ABOUT THIS EXERCISE -
A verbatim transcript of the data below is required, images omitted.

DATA FOR THIS EXERCISE -
---*---
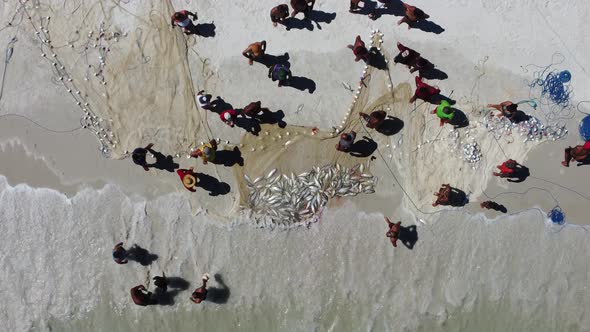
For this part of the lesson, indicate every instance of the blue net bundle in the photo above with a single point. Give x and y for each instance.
(585, 128)
(554, 87)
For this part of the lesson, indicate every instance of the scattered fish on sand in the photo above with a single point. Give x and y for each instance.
(293, 199)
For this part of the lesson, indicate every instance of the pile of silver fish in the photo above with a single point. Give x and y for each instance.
(471, 152)
(291, 199)
(530, 130)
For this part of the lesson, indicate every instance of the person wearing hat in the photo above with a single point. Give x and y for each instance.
(444, 111)
(200, 294)
(278, 14)
(182, 20)
(302, 6)
(359, 50)
(253, 109)
(423, 91)
(138, 156)
(188, 178)
(346, 141)
(279, 72)
(255, 51)
(204, 100)
(206, 151)
(393, 232)
(412, 15)
(375, 120)
(229, 117)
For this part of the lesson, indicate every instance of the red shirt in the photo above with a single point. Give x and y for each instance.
(505, 170)
(184, 16)
(182, 173)
(232, 113)
(428, 90)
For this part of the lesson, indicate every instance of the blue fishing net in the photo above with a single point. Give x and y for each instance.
(585, 128)
(557, 216)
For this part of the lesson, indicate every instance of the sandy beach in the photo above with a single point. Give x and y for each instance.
(85, 82)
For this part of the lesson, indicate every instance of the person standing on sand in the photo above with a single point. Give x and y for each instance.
(375, 120)
(182, 20)
(423, 91)
(445, 112)
(204, 100)
(206, 151)
(255, 51)
(120, 254)
(200, 294)
(443, 195)
(578, 153)
(279, 14)
(346, 141)
(138, 155)
(507, 109)
(188, 178)
(141, 296)
(359, 50)
(507, 169)
(161, 282)
(279, 72)
(229, 117)
(393, 232)
(253, 109)
(302, 6)
(412, 15)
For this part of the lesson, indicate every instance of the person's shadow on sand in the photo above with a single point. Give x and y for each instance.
(459, 120)
(140, 255)
(390, 126)
(301, 83)
(212, 185)
(273, 117)
(457, 198)
(248, 124)
(219, 105)
(218, 295)
(428, 26)
(376, 59)
(175, 286)
(315, 16)
(165, 163)
(270, 60)
(228, 158)
(408, 236)
(203, 29)
(363, 148)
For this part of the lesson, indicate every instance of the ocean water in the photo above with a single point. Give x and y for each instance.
(465, 273)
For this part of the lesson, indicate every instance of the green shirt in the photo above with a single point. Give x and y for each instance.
(440, 110)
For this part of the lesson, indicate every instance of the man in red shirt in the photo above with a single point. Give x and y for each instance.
(578, 153)
(507, 169)
(229, 117)
(182, 20)
(424, 91)
(346, 141)
(200, 294)
(139, 297)
(359, 50)
(393, 233)
(188, 178)
(412, 15)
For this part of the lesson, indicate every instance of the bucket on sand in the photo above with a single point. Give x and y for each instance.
(557, 216)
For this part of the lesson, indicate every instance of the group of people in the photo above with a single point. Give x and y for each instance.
(281, 72)
(142, 296)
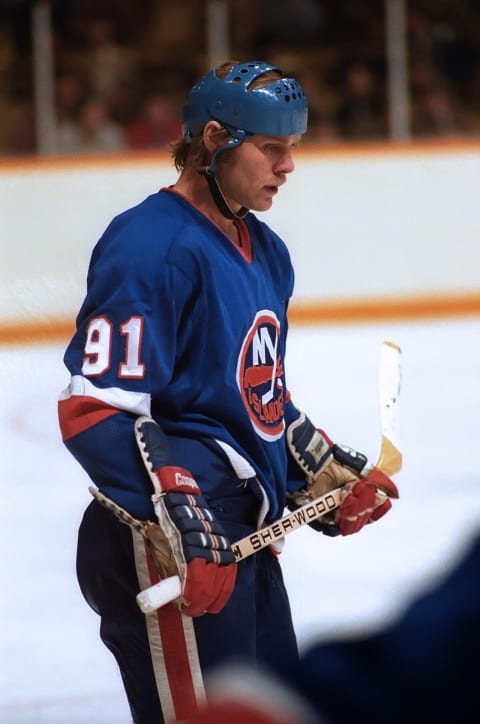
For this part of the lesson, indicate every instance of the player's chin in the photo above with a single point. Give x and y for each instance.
(264, 200)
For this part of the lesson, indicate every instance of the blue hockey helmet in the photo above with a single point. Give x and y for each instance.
(276, 109)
---*---
EXERCISE RESULT -
For this part of the lesson, indicate every instance of the blue net bundle in the photo above with a single point. Give x and y for each instance.
(585, 128)
(554, 87)
For this part of the lesson, indicate every instance of the scattered fish on sand in the photo above with a single point. Give x and y for each instance.
(293, 199)
For this part of the lesson, indicate every instance of the pile of silver fish in the photo above with a single point. Give x and y for each instance.
(471, 152)
(291, 199)
(530, 130)
For this part of the lesson, indicate every instance of the person wearing hat in the photo above with a single point. Give x and y for each instance.
(444, 111)
(200, 294)
(278, 14)
(182, 20)
(302, 6)
(359, 50)
(253, 109)
(423, 91)
(138, 156)
(188, 178)
(346, 141)
(279, 72)
(255, 51)
(204, 100)
(206, 151)
(393, 232)
(412, 15)
(375, 120)
(229, 117)
For this part of the lesson, indicate every instance of the red shirt in the photo above with a single point. Give x and y for each instance.
(505, 170)
(184, 16)
(182, 173)
(232, 113)
(428, 90)
For this part of the lesson, indicate every instance of the blue fishing net in the photo above with a single point. Give x and y for each instance.
(585, 128)
(557, 216)
For this part of the lesson, indicate every instance of the sandy beach in the photo above with a single point. Give x and y for each instance.
(85, 82)
For this part of the lesson, indicate every instance of the person standing on sand in the photo above with a single point. Give x and y for each instance.
(375, 120)
(182, 20)
(423, 91)
(445, 112)
(204, 100)
(206, 151)
(255, 51)
(120, 254)
(200, 294)
(443, 195)
(578, 153)
(279, 14)
(346, 141)
(138, 155)
(507, 109)
(188, 178)
(141, 296)
(359, 50)
(507, 169)
(161, 282)
(279, 72)
(229, 117)
(393, 232)
(253, 109)
(302, 6)
(412, 15)
For this part of the lesson, indicate every instance of the person's shadow on sand in the photo above with a single point. Give x and y for each instance.
(459, 120)
(140, 255)
(390, 126)
(301, 83)
(212, 185)
(273, 117)
(457, 198)
(248, 124)
(219, 105)
(218, 295)
(428, 26)
(376, 59)
(175, 286)
(315, 16)
(165, 163)
(270, 60)
(228, 158)
(408, 236)
(203, 29)
(363, 148)
For this part of the lesson, indicate every instance of the ocean water in the photo above with a single point. Give x and y for each instance.
(465, 273)
For this part of the lesson, indicate every instance of the green shirt in the photo above with a single point. Give x and y for each instance.
(440, 110)
For this part of the lesson, indicate every instance of the man in red shirt in the photo above with a single point. Give x and y for each instance.
(578, 153)
(507, 169)
(229, 117)
(182, 20)
(424, 91)
(346, 141)
(200, 294)
(139, 297)
(359, 50)
(393, 233)
(188, 178)
(412, 15)
For this part of the lesson, indicate every instance of the bucket on sand in the photo above with a single point. Give x and y for each instance.
(557, 216)
For this part of the lesson, indicate every instance of the group of people in the photo above with a single point. Give x and y for each instance.
(281, 72)
(142, 296)
For this part of the lesson, indicate every instance of the player's chin in the photo above with a single point. Give x and y for each instance.
(264, 200)
For this part of the lesson, indicate every instance of the blue hockey helmet in the photo above with a single point. Give x and y for each instance.
(276, 109)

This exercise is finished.